— WHAT TO WORK ON —
Report each line of the entries below that contains the word "flower", copying every such line in full. Case counts.
** start PROVIDED MATERIAL **
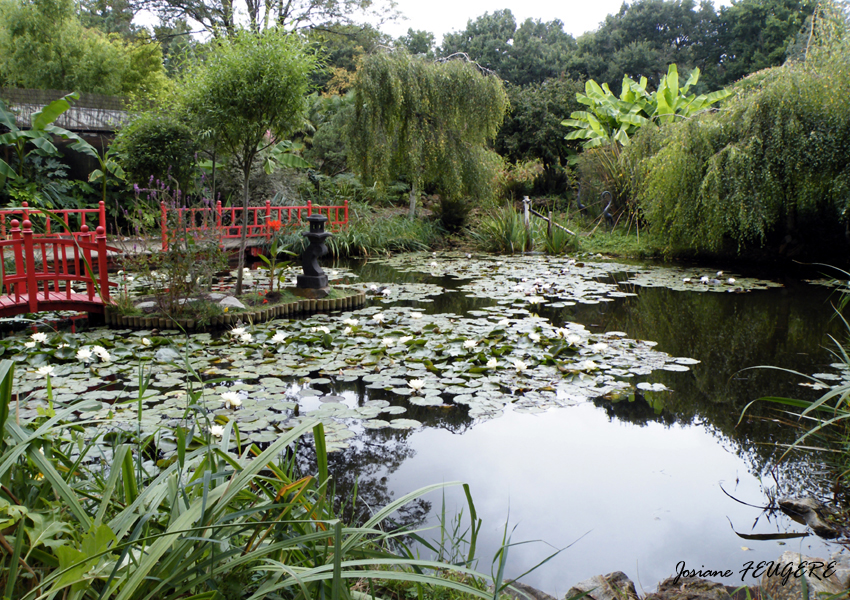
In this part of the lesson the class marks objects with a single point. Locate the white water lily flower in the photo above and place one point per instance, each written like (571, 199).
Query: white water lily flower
(231, 399)
(102, 353)
(652, 387)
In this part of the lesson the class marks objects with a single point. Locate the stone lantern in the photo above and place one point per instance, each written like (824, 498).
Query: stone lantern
(314, 283)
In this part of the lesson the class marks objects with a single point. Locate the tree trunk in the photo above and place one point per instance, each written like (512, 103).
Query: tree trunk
(243, 240)
(414, 194)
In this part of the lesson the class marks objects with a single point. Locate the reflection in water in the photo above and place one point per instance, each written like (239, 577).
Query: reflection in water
(639, 477)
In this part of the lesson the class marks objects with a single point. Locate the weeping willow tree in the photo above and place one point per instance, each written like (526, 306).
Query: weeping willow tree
(772, 168)
(427, 123)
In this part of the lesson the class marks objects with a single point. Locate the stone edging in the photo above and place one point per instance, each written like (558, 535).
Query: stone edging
(298, 307)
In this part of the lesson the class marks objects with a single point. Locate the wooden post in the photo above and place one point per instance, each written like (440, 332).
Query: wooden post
(163, 216)
(526, 219)
(102, 264)
(29, 266)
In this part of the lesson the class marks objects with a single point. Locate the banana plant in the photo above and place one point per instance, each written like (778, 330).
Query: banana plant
(612, 119)
(38, 139)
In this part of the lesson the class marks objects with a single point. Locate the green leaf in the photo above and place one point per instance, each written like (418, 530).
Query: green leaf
(52, 111)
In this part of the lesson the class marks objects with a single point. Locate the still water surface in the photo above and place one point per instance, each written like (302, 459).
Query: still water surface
(632, 485)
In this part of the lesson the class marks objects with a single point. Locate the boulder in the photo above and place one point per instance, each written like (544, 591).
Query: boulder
(812, 513)
(694, 588)
(784, 582)
(520, 591)
(613, 586)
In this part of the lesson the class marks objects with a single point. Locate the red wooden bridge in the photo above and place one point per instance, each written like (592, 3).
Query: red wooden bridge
(54, 268)
(225, 223)
(51, 260)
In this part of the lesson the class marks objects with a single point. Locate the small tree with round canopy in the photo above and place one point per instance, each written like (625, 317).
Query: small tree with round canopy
(249, 92)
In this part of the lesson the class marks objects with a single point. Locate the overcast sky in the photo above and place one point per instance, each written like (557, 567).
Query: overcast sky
(443, 16)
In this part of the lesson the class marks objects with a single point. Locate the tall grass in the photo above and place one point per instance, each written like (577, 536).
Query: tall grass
(371, 236)
(215, 524)
(502, 232)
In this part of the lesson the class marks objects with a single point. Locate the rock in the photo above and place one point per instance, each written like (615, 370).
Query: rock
(693, 588)
(810, 512)
(842, 568)
(784, 582)
(230, 302)
(311, 293)
(614, 586)
(520, 591)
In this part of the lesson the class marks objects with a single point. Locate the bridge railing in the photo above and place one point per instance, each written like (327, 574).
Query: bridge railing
(46, 267)
(54, 223)
(227, 222)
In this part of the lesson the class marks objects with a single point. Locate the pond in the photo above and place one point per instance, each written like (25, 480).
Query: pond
(589, 404)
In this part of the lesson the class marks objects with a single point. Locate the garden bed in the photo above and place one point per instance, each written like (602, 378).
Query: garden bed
(261, 314)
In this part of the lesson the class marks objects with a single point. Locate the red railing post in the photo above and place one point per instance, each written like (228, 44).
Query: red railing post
(164, 226)
(102, 264)
(87, 239)
(29, 266)
(20, 266)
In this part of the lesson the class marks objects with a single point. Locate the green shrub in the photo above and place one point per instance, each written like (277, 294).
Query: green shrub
(154, 146)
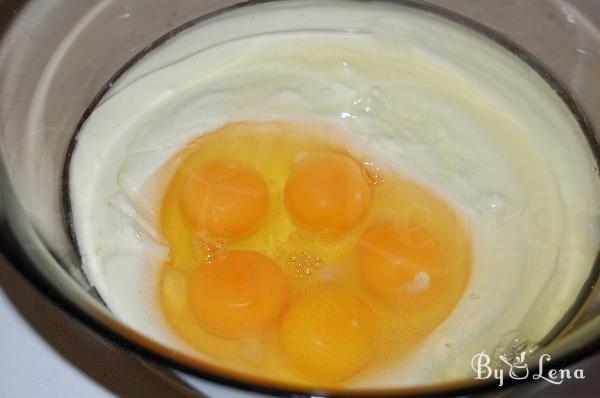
** end PROVIDED MATERIAL **
— EXERCISE ANSWER —
In this part of the lesson the class marks objects with a single point. Locate the white water lily flower in the photo above and place one point per instance, each written like (571, 199).
Query: white water lily flower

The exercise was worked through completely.